## START Task data

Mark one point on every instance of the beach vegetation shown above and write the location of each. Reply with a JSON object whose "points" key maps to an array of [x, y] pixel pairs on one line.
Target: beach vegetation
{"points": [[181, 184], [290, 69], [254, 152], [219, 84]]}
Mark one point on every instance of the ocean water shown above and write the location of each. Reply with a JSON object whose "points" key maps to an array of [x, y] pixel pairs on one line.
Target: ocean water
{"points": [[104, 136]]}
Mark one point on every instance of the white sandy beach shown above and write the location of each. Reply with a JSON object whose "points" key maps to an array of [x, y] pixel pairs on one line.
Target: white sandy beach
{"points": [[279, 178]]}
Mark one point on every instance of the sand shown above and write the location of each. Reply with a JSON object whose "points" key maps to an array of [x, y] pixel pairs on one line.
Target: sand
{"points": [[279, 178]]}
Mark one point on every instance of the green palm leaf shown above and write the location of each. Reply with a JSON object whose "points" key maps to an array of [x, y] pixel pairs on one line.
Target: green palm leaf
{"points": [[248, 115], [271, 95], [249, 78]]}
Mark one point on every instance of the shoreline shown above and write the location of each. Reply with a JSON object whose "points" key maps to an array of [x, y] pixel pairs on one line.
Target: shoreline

## END Task data
## START Task data

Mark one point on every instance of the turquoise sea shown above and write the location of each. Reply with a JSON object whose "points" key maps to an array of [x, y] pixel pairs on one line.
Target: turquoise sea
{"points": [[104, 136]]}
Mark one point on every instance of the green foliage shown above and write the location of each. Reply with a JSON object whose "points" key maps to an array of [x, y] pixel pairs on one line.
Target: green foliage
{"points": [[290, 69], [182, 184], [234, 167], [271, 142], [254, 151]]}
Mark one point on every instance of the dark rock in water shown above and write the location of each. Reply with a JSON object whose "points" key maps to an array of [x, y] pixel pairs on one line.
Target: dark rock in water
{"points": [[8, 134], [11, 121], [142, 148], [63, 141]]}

## END Task data

- **The request**:
Count the lines in the items above that contain the string "Target", with case counting. Reply with the number alone.

- **Correct output**:
9